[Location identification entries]
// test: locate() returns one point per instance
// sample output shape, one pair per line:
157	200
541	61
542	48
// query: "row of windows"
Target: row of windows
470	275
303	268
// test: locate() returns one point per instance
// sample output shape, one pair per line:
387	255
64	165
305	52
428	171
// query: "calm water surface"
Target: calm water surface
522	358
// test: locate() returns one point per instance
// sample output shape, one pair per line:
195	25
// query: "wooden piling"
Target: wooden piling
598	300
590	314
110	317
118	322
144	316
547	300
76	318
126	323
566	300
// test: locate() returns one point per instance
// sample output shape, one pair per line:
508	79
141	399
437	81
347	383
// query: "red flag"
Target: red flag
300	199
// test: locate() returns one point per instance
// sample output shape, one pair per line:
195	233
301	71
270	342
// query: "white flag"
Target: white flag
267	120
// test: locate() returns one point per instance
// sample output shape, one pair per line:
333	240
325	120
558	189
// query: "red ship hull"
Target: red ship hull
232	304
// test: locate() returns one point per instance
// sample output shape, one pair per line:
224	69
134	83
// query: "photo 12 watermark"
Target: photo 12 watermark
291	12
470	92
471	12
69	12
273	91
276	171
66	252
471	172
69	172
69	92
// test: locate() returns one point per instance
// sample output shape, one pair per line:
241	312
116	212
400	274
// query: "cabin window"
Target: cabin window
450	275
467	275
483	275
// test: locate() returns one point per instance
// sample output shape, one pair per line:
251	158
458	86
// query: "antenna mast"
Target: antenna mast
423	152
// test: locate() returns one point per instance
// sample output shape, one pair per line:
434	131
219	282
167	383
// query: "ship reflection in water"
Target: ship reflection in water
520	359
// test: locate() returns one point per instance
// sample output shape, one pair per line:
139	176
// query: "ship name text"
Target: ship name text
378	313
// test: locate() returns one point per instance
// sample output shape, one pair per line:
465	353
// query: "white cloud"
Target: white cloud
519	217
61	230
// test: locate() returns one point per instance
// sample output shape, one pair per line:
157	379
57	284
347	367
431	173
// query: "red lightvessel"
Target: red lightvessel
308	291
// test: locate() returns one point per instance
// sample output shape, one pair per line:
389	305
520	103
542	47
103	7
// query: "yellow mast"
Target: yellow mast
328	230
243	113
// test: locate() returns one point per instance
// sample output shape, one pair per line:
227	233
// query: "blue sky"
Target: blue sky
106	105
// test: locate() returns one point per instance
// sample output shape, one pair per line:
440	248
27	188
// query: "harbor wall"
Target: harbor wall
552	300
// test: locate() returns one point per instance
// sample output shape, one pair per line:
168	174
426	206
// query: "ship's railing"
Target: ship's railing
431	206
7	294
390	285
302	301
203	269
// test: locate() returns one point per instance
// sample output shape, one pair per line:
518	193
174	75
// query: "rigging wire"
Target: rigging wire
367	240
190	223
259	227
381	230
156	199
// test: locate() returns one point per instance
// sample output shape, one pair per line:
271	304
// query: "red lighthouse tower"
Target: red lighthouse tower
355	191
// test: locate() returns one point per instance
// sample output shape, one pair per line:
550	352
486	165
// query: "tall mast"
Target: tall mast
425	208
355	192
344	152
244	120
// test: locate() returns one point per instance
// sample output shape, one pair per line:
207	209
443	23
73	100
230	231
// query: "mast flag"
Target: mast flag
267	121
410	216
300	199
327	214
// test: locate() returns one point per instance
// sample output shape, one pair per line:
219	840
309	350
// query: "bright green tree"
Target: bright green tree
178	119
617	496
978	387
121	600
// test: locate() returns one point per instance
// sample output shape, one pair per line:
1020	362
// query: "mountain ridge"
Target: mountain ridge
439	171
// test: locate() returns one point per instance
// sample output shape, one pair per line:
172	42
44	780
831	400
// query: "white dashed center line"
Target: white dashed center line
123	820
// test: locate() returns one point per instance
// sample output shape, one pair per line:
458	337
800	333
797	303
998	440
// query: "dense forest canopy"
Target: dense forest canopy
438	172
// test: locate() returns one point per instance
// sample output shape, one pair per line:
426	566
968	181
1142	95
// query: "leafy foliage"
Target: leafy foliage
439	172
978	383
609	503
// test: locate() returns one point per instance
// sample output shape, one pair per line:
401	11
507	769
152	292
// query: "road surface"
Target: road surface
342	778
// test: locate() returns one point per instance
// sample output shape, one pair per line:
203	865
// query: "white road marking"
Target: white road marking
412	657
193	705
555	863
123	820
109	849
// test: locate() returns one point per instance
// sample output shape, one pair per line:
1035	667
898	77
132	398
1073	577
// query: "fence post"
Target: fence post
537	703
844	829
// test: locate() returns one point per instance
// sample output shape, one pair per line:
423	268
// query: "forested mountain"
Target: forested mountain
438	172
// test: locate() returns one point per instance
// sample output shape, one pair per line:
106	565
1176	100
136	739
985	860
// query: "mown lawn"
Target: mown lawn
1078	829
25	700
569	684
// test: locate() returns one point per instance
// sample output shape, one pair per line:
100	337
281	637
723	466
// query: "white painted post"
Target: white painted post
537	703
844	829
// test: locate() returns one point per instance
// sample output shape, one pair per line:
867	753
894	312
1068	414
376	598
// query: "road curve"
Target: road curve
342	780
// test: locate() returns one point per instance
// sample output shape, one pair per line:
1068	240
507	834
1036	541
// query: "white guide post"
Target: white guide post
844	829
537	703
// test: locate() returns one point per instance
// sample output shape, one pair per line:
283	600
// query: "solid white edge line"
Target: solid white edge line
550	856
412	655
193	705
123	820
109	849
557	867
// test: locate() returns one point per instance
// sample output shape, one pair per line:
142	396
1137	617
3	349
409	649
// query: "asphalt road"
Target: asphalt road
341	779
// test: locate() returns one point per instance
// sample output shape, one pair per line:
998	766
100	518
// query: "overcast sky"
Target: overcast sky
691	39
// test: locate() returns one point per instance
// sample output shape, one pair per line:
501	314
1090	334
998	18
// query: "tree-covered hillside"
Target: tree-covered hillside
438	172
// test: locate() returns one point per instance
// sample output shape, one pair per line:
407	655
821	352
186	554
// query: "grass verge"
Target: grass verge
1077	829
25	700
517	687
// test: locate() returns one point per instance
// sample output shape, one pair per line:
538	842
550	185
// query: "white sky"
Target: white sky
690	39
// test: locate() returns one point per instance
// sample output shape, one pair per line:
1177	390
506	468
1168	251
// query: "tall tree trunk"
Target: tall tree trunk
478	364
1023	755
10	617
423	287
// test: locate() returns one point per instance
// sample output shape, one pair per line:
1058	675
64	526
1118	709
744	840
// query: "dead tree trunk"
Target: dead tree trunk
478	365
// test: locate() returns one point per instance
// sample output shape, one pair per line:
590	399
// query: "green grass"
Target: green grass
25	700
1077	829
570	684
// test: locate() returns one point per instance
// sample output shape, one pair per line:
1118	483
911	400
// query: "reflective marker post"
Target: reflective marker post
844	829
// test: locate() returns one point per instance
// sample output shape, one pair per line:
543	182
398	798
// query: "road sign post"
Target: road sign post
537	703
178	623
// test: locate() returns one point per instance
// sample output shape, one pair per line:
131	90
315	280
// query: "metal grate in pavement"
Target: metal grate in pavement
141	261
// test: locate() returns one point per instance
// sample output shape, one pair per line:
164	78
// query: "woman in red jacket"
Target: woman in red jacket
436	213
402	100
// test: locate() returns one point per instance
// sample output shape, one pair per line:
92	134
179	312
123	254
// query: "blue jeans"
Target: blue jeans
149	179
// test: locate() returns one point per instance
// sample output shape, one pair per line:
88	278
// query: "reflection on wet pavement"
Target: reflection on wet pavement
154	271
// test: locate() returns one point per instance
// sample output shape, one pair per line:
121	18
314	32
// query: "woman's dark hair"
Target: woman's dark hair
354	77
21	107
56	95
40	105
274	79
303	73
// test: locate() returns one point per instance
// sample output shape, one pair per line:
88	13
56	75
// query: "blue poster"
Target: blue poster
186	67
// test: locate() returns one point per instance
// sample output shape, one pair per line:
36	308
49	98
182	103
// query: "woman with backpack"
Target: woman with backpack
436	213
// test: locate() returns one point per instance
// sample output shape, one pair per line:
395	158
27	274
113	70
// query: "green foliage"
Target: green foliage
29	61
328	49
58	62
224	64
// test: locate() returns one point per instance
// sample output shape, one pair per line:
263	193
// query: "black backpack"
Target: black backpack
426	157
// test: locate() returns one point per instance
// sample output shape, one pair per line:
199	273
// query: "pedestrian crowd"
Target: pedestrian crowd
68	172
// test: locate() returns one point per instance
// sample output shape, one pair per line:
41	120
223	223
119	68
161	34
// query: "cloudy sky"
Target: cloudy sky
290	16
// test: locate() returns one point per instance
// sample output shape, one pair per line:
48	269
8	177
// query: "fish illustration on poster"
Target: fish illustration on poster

■ Aim of the exercise ■
Filter the items above down to the lines that contain the string "photo". Treat uppercase and lowercase letters as different.

■ Solution for this exercise ■
// query: "photo 12 watermark"
Target: photo 12 watermark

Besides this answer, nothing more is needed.